____ Listing

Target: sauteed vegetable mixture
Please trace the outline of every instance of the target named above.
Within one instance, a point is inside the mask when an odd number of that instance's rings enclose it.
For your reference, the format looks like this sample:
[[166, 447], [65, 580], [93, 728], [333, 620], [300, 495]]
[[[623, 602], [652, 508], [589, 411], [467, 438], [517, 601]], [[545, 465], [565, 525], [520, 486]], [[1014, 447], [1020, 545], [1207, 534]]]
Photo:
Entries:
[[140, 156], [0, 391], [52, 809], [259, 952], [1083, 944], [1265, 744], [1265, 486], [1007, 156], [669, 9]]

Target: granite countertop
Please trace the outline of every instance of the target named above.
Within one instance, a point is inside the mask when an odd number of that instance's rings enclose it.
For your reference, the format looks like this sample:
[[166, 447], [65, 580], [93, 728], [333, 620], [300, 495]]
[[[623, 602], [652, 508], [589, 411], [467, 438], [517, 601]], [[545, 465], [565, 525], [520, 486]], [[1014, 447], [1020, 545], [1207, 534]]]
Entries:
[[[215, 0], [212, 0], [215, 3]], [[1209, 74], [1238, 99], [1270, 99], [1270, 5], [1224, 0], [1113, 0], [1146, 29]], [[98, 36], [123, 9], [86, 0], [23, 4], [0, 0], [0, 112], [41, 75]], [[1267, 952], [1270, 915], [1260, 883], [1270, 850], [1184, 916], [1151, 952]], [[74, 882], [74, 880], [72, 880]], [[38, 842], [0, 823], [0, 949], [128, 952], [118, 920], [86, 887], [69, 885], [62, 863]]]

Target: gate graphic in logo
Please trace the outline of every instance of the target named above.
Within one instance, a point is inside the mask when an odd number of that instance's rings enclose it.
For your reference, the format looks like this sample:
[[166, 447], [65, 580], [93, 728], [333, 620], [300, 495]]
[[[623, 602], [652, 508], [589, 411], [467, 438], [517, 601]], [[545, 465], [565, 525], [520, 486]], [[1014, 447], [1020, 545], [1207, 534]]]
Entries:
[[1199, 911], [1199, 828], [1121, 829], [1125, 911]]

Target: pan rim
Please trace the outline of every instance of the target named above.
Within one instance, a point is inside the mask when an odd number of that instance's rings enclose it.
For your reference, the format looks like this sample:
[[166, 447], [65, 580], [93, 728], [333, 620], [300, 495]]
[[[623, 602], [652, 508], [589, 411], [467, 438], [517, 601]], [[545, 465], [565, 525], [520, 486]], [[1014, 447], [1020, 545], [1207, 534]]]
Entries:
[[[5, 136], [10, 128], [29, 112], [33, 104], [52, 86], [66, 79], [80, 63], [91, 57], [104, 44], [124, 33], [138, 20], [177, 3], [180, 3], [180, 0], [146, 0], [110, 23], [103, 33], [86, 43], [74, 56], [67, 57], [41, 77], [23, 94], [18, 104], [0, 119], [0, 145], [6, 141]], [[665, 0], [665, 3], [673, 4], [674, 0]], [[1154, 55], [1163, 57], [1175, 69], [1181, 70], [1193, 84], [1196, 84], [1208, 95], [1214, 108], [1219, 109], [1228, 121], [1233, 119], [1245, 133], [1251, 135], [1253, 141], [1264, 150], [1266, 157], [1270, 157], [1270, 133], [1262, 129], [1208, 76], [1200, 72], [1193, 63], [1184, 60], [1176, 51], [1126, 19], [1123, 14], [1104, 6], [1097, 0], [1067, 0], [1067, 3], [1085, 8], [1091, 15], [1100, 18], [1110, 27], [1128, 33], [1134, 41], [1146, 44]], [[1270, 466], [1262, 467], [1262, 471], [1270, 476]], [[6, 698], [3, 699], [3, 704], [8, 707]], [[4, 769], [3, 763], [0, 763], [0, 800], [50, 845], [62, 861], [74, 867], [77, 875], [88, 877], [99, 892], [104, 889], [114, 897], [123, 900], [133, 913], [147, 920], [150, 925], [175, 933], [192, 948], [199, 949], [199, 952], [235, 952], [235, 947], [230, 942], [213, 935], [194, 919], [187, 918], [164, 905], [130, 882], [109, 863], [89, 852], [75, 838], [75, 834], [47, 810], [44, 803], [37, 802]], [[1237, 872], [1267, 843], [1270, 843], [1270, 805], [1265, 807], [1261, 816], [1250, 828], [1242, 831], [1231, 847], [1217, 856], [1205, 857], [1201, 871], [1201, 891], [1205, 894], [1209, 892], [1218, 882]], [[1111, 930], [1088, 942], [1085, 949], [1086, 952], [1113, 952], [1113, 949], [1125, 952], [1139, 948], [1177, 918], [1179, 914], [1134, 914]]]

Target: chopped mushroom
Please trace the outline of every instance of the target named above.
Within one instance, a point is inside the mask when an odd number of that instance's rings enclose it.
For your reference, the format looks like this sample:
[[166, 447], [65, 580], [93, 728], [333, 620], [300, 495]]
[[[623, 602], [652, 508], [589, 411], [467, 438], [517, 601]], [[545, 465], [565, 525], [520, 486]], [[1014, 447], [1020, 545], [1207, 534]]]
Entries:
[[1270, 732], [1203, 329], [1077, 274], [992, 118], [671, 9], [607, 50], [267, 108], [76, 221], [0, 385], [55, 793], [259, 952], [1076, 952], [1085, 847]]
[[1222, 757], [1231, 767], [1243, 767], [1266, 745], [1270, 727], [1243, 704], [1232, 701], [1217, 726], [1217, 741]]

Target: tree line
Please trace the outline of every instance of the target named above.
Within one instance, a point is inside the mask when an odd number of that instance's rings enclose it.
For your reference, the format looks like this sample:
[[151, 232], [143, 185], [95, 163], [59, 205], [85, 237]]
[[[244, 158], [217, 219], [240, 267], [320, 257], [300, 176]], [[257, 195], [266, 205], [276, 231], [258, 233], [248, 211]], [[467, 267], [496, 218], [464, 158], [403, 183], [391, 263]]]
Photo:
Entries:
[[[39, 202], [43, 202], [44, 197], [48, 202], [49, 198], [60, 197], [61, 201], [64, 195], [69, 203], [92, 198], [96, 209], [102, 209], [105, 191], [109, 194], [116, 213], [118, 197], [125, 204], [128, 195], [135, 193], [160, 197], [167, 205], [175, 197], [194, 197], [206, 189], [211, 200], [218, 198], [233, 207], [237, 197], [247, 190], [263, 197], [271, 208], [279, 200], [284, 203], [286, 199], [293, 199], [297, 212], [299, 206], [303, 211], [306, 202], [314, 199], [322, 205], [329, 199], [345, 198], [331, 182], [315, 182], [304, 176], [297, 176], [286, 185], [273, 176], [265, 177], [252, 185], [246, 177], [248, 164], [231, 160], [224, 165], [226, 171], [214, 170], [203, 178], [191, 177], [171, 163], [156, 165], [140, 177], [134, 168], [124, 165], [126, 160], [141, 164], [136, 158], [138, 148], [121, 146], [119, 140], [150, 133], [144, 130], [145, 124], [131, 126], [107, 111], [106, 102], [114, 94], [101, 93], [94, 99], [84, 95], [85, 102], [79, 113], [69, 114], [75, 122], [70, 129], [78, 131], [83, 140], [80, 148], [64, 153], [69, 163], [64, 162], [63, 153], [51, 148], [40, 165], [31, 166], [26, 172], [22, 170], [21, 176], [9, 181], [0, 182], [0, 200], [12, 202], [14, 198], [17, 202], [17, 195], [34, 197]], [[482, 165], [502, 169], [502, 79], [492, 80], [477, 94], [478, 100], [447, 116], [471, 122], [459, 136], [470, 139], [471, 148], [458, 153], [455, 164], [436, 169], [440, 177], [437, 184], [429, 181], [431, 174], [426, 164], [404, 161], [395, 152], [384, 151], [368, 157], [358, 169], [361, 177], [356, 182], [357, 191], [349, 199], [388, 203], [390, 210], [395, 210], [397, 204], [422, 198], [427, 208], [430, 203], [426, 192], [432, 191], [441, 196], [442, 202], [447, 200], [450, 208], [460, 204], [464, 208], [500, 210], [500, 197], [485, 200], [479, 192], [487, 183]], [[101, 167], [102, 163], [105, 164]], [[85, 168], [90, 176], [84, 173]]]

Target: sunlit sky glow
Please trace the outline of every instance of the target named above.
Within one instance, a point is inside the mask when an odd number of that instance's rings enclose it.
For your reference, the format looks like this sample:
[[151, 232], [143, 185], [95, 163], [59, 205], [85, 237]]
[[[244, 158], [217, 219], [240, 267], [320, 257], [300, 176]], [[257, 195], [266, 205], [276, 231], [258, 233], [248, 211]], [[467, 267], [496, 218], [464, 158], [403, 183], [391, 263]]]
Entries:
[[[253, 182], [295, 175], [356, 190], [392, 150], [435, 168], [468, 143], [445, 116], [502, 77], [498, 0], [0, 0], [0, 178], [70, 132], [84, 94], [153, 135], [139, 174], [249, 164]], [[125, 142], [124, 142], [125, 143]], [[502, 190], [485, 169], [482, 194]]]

________

* What you should do *
Put the lines from the one containing "Target: granite countertop" through the one containing "[[1199, 911], [1199, 828], [1121, 829], [1125, 911]]", both included, into a JSON list of strings with one string per line and blank lines omitted.

* Exercise output *
[
  "Target: granite countertop",
  "Please trace the outline of every instance of the target named above.",
  "Within one instance, a point is inside the mask when an odd number of that instance's rings enclose it.",
  "For your reference, the format looks like this sample:",
  "[[166, 447], [65, 580], [93, 728], [333, 620], [300, 495]]",
  "[[[623, 602], [652, 508], [589, 411], [467, 438], [517, 601]], [[545, 465], [565, 525], [520, 486]], [[1014, 447], [1020, 545], [1207, 534]]]",
  "Entries:",
  "[[[215, 0], [212, 0], [215, 3]], [[1209, 74], [1238, 99], [1270, 99], [1270, 5], [1224, 0], [1113, 0], [1146, 29]], [[98, 36], [123, 9], [86, 0], [23, 4], [0, 0], [0, 112], [41, 75]], [[1267, 952], [1270, 915], [1260, 883], [1270, 850], [1184, 916], [1151, 952]], [[74, 882], [74, 880], [72, 880]], [[38, 842], [0, 823], [0, 949], [128, 952], [118, 920], [86, 887], [69, 885], [62, 863]]]",
  "Target: gate graphic in logo",
  "Please trace the outline of every instance of the target named above.",
  "Within one instance, a point is inside the mask when an odd number of that instance's rings enclose it.",
  "For your reference, the format looks like this sample:",
  "[[166, 447], [65, 580], [93, 728], [333, 620], [300, 495]]",
  "[[[623, 602], [652, 508], [589, 411], [467, 438], [517, 601]], [[545, 465], [565, 525], [520, 486]], [[1014, 447], [1020, 545], [1207, 534]]]",
  "Entries:",
  "[[1199, 911], [1199, 828], [1121, 829], [1125, 911]]"
]